- EXTRAIT -

↓

Fondée aussi vers 1060 par Mathilde de Flandre (qui y repose), elle est dédiée à la Sainte Trinité. Elle illustre la dévotion et la force du couple formé avec Guillaume le Conquérant, symbolisant la complémentarité des époux. Bénéficiant du même geste de construction roman que l’abbaye aux Hommes, elle abritait des moniales bénédictines et joua longtemps un rôle dans l’éducation des jeunes filles nobles et la prise en charge des démunis. Depuis 2016, l’abbaye est le siège de la Région Normandie. Elle peut néanmoins se visiter.

↑

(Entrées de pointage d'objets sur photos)

↓

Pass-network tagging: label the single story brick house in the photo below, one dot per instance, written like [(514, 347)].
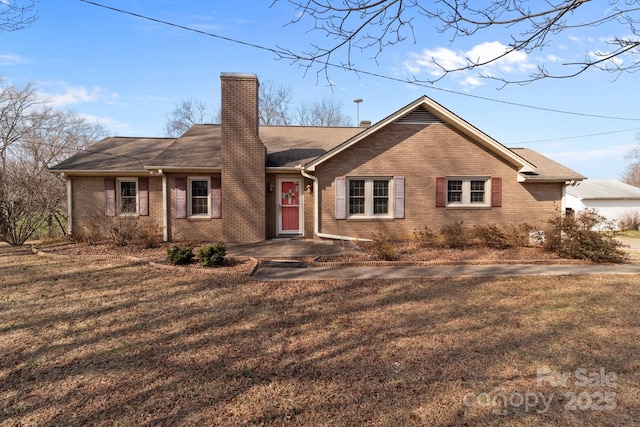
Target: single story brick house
[(241, 182)]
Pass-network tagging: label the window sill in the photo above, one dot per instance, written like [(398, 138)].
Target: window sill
[(199, 218), (370, 218), (468, 207)]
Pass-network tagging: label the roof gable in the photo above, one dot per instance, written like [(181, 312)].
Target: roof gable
[(426, 111)]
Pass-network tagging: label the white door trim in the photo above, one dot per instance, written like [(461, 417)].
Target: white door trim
[(300, 183)]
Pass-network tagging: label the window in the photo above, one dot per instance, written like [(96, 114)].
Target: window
[(467, 191), (369, 197), (127, 196), (199, 197)]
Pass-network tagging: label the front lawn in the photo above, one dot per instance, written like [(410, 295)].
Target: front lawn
[(109, 342)]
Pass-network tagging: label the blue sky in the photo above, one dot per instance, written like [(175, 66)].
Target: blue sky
[(129, 73)]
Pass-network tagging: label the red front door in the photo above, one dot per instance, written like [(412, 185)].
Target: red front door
[(290, 206)]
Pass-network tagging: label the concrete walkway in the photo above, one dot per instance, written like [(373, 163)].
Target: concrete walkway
[(292, 248), (404, 272), (289, 251)]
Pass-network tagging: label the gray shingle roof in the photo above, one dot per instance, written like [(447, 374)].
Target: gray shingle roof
[(547, 169), (604, 189), (115, 154), (287, 146)]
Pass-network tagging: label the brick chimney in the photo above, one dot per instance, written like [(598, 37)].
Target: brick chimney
[(243, 161)]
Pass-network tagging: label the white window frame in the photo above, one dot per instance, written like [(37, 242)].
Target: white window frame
[(190, 213), (466, 191), (368, 197), (119, 203)]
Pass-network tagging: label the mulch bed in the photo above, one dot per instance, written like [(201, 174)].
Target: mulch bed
[(156, 256)]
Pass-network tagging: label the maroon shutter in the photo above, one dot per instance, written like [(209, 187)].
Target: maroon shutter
[(441, 192), (143, 196), (110, 196), (398, 197), (181, 197), (216, 197), (496, 192), (341, 197)]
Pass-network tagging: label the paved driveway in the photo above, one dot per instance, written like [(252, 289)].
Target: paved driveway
[(320, 273)]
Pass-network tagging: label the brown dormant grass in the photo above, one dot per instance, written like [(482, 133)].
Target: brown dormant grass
[(109, 342)]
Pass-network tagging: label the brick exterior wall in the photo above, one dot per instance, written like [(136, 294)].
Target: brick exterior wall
[(421, 153), (89, 208), (243, 161)]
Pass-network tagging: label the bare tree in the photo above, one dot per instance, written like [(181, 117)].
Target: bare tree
[(16, 15), (186, 114), (325, 112), (32, 138), (274, 109), (353, 26), (274, 103)]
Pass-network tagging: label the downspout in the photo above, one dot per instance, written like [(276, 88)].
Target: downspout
[(69, 204), (316, 214), (165, 208)]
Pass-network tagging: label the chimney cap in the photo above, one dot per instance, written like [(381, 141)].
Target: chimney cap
[(234, 75)]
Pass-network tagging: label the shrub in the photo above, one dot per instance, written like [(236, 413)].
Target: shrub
[(518, 234), (384, 248), (425, 237), (178, 255), (212, 255), (455, 235), (490, 236), (629, 220), (577, 236)]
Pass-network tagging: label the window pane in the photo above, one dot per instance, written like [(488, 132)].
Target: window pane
[(128, 197), (380, 197), (199, 206), (477, 191), (199, 188), (199, 197), (477, 185), (454, 191), (356, 196)]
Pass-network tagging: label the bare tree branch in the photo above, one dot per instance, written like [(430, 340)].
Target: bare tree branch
[(371, 26), (15, 16)]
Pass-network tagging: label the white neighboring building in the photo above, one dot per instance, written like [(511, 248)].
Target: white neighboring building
[(612, 199)]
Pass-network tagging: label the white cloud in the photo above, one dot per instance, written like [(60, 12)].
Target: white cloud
[(109, 123), (79, 94), (434, 62), (7, 60)]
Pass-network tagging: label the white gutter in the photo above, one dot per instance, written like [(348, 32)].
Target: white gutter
[(316, 214)]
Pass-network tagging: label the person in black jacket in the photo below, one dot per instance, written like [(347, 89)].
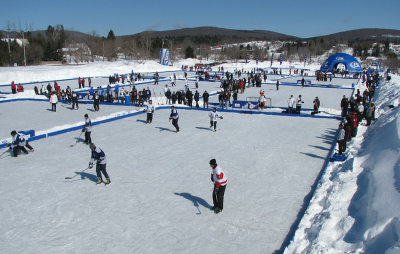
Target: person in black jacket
[(344, 104), (205, 99), (99, 157), (175, 117), (168, 95)]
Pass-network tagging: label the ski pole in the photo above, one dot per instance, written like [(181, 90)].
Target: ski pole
[(71, 177), (5, 151)]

↑

- CONSIGNES -
A - Répondez aux questions suivantes à partir de l'extrait.
(i) Vers quelle année l'abbaye a-t-elle été fondée ?
(ii) À qui l'abbaye est-elle dédiée ?
(iii) Depuis quelle année l'abbaye est-elle le siège de la Région Normandie ?
B - Comptez les lignes des entrées qui contiennent la chaîne « wall », en respectant la casse. Donnez uniquement le nombre.

- CORRIGÉ -
A -
(i) Vers 1060.
(ii) À la Sainte Trinité.
(iii) Depuis 2016.

B - 2